[Dataset]
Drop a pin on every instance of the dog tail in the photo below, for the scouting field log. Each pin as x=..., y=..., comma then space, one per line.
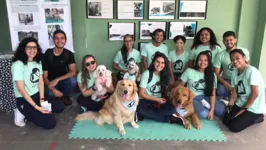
x=87, y=116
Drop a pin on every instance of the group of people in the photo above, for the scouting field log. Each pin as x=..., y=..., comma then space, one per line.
x=223, y=82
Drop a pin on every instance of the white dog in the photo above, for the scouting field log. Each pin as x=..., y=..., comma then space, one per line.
x=133, y=70
x=103, y=79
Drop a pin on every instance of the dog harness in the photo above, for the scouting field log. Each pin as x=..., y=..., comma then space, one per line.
x=132, y=105
x=182, y=112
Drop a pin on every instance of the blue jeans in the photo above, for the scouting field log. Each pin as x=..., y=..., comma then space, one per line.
x=67, y=87
x=148, y=110
x=203, y=112
x=221, y=90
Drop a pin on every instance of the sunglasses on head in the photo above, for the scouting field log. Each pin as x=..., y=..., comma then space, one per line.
x=89, y=63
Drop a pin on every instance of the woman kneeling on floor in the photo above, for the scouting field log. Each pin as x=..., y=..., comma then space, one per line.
x=29, y=87
x=247, y=101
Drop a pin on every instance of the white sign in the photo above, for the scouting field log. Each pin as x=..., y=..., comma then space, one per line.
x=39, y=19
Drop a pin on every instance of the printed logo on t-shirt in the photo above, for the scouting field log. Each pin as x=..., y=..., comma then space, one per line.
x=199, y=85
x=34, y=76
x=156, y=88
x=178, y=65
x=230, y=67
x=240, y=88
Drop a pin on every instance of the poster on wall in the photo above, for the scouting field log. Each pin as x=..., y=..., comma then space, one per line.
x=130, y=9
x=117, y=31
x=39, y=19
x=162, y=9
x=100, y=9
x=187, y=29
x=146, y=28
x=192, y=9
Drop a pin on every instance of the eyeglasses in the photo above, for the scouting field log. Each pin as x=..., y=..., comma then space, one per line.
x=31, y=47
x=89, y=63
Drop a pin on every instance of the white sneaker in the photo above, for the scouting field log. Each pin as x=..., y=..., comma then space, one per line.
x=19, y=118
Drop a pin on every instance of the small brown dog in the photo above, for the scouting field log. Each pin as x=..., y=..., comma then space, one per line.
x=182, y=98
x=119, y=108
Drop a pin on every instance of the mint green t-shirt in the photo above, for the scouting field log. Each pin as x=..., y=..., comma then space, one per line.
x=223, y=61
x=135, y=54
x=29, y=73
x=90, y=81
x=178, y=62
x=149, y=50
x=242, y=83
x=154, y=87
x=195, y=51
x=195, y=81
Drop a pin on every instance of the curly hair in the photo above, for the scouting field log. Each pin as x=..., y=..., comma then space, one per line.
x=208, y=73
x=164, y=74
x=85, y=74
x=213, y=40
x=21, y=55
x=124, y=50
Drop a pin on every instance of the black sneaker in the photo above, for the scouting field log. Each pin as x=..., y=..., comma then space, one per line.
x=177, y=120
x=260, y=119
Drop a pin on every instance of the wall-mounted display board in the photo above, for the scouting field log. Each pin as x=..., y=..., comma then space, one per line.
x=146, y=28
x=103, y=9
x=39, y=19
x=187, y=29
x=130, y=9
x=117, y=31
x=192, y=9
x=162, y=9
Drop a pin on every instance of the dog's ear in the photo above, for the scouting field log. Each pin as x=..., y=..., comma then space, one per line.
x=191, y=95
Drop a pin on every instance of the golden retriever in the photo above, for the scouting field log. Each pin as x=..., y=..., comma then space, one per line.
x=118, y=109
x=182, y=98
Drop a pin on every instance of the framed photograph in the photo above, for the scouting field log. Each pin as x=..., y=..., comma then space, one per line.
x=141, y=45
x=146, y=29
x=192, y=9
x=187, y=29
x=117, y=31
x=100, y=9
x=162, y=9
x=130, y=9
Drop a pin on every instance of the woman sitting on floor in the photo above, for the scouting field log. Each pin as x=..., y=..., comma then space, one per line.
x=247, y=101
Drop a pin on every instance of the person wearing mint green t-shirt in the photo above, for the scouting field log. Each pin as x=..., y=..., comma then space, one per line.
x=126, y=53
x=149, y=49
x=86, y=86
x=247, y=101
x=27, y=77
x=223, y=67
x=202, y=81
x=152, y=91
x=179, y=57
x=205, y=40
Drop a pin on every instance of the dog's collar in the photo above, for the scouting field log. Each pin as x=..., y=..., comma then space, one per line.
x=131, y=105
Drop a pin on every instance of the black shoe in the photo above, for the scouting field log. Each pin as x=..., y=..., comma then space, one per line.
x=138, y=117
x=259, y=120
x=177, y=120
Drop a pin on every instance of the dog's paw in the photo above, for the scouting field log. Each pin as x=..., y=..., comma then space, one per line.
x=187, y=126
x=122, y=132
x=134, y=125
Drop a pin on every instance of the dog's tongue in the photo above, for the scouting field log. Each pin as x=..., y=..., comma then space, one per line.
x=179, y=106
x=125, y=97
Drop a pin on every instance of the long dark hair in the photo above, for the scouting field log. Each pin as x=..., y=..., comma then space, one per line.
x=213, y=40
x=21, y=55
x=124, y=50
x=208, y=73
x=85, y=74
x=164, y=74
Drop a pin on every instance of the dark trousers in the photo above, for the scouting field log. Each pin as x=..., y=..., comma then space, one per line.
x=90, y=104
x=242, y=121
x=46, y=121
x=149, y=109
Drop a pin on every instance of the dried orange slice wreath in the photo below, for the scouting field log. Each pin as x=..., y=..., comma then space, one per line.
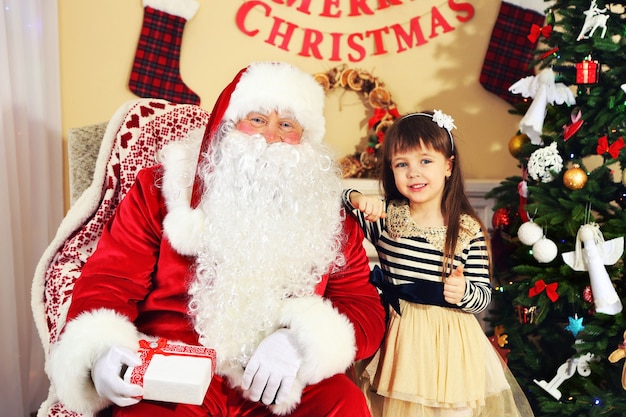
x=365, y=164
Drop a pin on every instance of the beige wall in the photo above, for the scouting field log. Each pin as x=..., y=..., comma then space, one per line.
x=98, y=41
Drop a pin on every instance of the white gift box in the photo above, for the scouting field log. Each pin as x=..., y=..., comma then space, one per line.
x=173, y=372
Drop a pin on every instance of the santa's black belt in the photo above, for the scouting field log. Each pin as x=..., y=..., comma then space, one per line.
x=420, y=292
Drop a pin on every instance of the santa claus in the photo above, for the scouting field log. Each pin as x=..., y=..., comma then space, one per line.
x=237, y=242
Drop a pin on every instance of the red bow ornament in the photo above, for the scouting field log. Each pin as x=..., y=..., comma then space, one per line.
x=541, y=285
x=536, y=31
x=613, y=149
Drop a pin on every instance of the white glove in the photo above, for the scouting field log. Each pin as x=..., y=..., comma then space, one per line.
x=271, y=371
x=108, y=381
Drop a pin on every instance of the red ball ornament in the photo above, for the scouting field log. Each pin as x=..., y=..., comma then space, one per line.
x=587, y=294
x=501, y=218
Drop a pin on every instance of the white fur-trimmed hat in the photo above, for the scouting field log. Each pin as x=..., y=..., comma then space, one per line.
x=261, y=86
x=267, y=86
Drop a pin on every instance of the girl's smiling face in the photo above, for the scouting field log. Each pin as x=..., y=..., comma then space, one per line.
x=420, y=175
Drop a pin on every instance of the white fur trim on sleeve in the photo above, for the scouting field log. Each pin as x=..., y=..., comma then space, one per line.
x=183, y=226
x=85, y=338
x=325, y=337
x=183, y=8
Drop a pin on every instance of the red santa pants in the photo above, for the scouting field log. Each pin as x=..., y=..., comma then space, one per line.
x=337, y=396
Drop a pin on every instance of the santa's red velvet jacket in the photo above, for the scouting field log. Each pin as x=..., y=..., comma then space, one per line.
x=135, y=284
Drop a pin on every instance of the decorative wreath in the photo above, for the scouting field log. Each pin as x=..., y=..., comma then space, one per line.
x=365, y=164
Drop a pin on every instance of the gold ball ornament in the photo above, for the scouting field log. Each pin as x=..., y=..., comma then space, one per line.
x=516, y=143
x=575, y=178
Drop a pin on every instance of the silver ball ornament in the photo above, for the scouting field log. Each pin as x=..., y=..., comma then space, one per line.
x=529, y=233
x=544, y=250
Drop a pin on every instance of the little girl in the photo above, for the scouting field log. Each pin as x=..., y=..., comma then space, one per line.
x=433, y=250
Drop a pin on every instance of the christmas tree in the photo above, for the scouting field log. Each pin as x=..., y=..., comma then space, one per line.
x=559, y=226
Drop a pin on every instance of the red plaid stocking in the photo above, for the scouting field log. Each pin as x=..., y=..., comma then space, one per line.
x=156, y=68
x=510, y=52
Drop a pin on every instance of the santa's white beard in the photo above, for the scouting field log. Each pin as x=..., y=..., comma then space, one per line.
x=272, y=230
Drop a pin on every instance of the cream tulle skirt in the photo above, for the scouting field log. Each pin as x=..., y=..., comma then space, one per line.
x=438, y=362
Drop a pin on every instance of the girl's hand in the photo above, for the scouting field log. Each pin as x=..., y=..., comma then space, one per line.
x=372, y=207
x=454, y=286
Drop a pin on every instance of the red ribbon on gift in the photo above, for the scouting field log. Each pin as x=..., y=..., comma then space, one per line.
x=550, y=290
x=536, y=31
x=160, y=347
x=613, y=149
x=571, y=129
x=153, y=348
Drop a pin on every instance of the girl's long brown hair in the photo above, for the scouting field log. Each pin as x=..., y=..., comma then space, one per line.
x=418, y=129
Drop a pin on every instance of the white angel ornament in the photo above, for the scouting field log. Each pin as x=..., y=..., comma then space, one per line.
x=543, y=89
x=592, y=258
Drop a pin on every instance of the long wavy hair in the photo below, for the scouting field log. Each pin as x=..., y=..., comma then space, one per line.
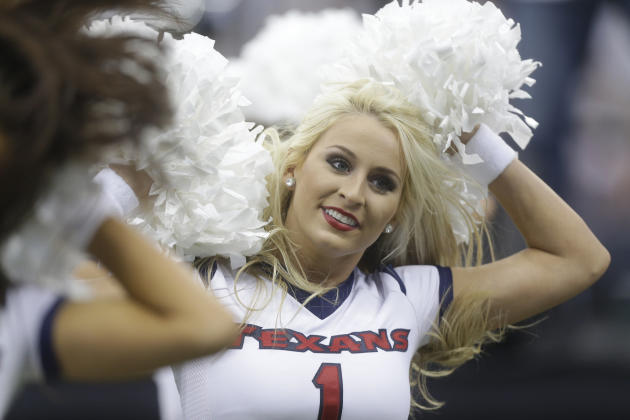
x=424, y=234
x=65, y=94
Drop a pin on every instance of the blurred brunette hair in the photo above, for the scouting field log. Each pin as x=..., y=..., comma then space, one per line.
x=64, y=94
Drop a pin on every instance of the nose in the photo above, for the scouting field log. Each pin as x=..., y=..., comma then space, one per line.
x=353, y=190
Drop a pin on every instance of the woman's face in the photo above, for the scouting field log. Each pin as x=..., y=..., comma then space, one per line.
x=347, y=189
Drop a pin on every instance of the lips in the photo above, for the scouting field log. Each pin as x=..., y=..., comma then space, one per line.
x=340, y=219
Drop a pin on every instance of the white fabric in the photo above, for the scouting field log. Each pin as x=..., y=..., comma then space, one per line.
x=117, y=190
x=48, y=245
x=167, y=395
x=208, y=166
x=495, y=154
x=20, y=323
x=257, y=383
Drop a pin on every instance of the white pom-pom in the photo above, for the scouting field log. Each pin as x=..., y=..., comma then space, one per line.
x=209, y=184
x=279, y=66
x=456, y=61
x=42, y=250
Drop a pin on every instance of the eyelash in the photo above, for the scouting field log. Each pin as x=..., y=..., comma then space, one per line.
x=382, y=183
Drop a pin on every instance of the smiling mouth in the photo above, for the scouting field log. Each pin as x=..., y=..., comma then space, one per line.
x=339, y=220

[What you are asked to do] Rewrite every line from the one containing "Drop a pin on every instance of the white pom-pom" through the final line of the items, leaving all text unchanged except that each x and y coordinate in the answers is increased by 105.

[Solution]
Drop a pin on every instance of the white pom-pom in the photo above, for the scouting field log. Each pin as x=..., y=..., comma then space, one per line.
x=314, y=289
x=384, y=171
x=561, y=166
x=147, y=355
Drop a pin on every instance of the eyelash in the photo above, for the scouting field log. Each pin as x=..., y=..., comma then space, one per line.
x=487, y=288
Drop a pin on every instance of the smiling mouth in the photo above, for the scouting field log. Each pin as x=..., y=..., comma then space, one per line.
x=444, y=325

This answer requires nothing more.